[TEXTE FOURNI]

:::

Je n'arrive pas à le laisser partir. Et je suis terriblement frustrée de voir qu'il ne réagit plus aussi bien à ma sorcellerie. Il ne se laisse plus faire. Il a raison. Mais ça me tord les boyaux. Sa lucidité. Il n'est plus sous mon emprise. En fait, c'est ça. J'ai passé des années à croire que j'étais incapable de lui résister. Alors que je faisais tout ce qu'il fallait pour que lui soit incapable de ne pas me courir après. De ne pas ramper à mes pieds. Il l'a fait. Me courir après. Je le vois encore courir comme un dératé dans les rues de son quartier. Je vois encore ses yeux m'implorer de ne pas le quitter.

Il me parle comme il parlerait à une amie. Il me demande conseil pour ses recettes. Et ça me laisse un goût amer dans la bouche. Le goût du rejet. Je ne lui plais plus. Il ne veut plus m'aimer. Il ne m'aime plus. Il ne m'aime plus. Il ne m'aime plus. Il a cessé de m'aimer le jour où il est parti. Il me désire encore. Très fort. Parce qu'il n'y a qu'avec moi qu'il arrive à se lâcher. Je me souviens de ses mots. C'était il y a longtemps. Cinq ans. Un quinze mars. Ce même quinze mars durant lequel je suis restée silencieuse, cette année. Je n'avais pas envie de me détruire. Je n'avais pas non plus envie de me réjouir. J'attendais que ça passe. Je retenais ma respiration. Je savais que ça ne durerait pas. Que c'était un mauvais moment à passer. Le seize, j'ai pris une grande bouffée d'air frais, et la vie a repris son cours.

« Toi et moi, on est fait du même bois. »

:::

[ÉNONCÉ DU PROBLÈME 1] Relevez, dans le texte, toutes les phrases qui commencent par « Je n' ».
[ÉNONCÉ DU PROBLÈME 2] Résumez le texte en deux phrases.
[ÉNONCÉ DU PROBLÈME 3] Prolongez le texte sur cette relation qu'elle ne parvient pas à laisser partir, à partir de sa dernière phrase.
Les items ci-dessous n'ont aucun lien avec le texte.

[DONNÉES EXTRAITES]
:::

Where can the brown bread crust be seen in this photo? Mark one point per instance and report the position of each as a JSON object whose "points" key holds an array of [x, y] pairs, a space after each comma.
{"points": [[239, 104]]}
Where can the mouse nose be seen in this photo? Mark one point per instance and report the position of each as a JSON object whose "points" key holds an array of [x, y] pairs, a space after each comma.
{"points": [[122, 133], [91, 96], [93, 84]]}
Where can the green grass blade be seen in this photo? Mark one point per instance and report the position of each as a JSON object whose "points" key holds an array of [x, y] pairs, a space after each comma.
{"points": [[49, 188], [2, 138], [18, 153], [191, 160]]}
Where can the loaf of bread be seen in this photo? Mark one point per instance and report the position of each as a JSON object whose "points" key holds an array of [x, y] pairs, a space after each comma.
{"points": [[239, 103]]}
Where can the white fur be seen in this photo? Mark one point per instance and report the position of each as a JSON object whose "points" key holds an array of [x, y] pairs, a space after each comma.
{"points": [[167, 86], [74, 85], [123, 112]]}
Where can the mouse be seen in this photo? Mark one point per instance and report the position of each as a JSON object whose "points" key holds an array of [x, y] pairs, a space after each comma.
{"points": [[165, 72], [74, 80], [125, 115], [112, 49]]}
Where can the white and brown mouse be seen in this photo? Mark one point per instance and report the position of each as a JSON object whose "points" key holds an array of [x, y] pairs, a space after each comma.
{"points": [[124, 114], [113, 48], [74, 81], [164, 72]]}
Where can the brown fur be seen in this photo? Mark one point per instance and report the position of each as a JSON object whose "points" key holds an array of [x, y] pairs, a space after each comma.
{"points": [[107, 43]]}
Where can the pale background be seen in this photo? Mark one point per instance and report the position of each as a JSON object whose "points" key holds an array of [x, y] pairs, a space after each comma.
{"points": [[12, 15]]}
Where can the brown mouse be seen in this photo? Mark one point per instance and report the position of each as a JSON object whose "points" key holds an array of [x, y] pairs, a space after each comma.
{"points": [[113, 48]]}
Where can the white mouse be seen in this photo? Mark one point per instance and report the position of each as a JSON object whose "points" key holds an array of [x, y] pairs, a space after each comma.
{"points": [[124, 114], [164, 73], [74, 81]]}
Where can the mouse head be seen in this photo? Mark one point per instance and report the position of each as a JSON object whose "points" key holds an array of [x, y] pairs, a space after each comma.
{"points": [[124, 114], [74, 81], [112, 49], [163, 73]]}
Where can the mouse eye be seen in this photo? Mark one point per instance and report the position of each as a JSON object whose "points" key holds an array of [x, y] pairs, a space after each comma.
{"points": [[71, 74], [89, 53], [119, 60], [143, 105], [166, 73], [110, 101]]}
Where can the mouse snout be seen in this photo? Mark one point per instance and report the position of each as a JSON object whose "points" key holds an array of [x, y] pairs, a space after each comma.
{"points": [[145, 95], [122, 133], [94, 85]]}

:::

[RÉPONSE ATTENDUE 1]
- Je n'arrive pas à le laisser partir.
- Je n'avais pas envie de me détruire.
- Je n'avais pas non plus envie de me réjouir.

[RÉPONSE ATTENDUE 2] La narratrice n'arrive pas à laisser partir un homme qui n'est plus sous son emprise et qui lui parle désormais comme à une amie, ce qui lui laisse le goût amer du rejet. Elle se souvient de ses mots prononcés il y a cinq ans, un quinze mars, et raconte avoir passé ce même jour en silence cette année avant de voir la vie reprendre son cours le seize.

[RÉPONSE ATTENDUE 3]
Oui, Chaton. On est fait du même bois. Tu es tout ce que tout ce que j'attends d'un amant. Parce que je sais que ce que tu me donnes à moi, tu ne pourras pas le donner à une autre. Ton mars en vierge. J'ai fait sauté le verrou. Il s'est transformé en magnifique scorpion. Mais un scorpion cérébral. Un scorpion qui baise mon esprit avant de baiser mon corps. Un scorpion que je pouvais emmener où je voulais, juste parce que j'avais réussi à passer au travers des barrières. J'avais été te chercher. Je t'avais pris par la main. Et tu me laissais te guider où je voulais. Au delà des limites que tu ne pouvais franchir seul. Et plus tu me cédais ce pouvoir, plus je t’entraînais loin. Très loin. Parce que mes limites à moi n'existent pas. Les tiennes n'existaient plus. Lorsque tu étais avec moi.

Tu le savais. Tu en avais conscience. Si tu voulais à ce point me posséder, c'était pour rééquilibrer l'échange de pouvoirs. Tu savais que je te laissais me dominer. Que je faisais en sorte que tu me domines. Mais que ce n'était qu'illusions et apparences. J'ai fait de toi l'amant dont j'avais besoin à cette période de ma vie. Je t'ai complètement modelé à mes désirs. Tu me comblais. Surtout parce que j'étais la seule à avoir la clé. Je te possédais. Tu étais à moi. Et putain ce que c'était bon.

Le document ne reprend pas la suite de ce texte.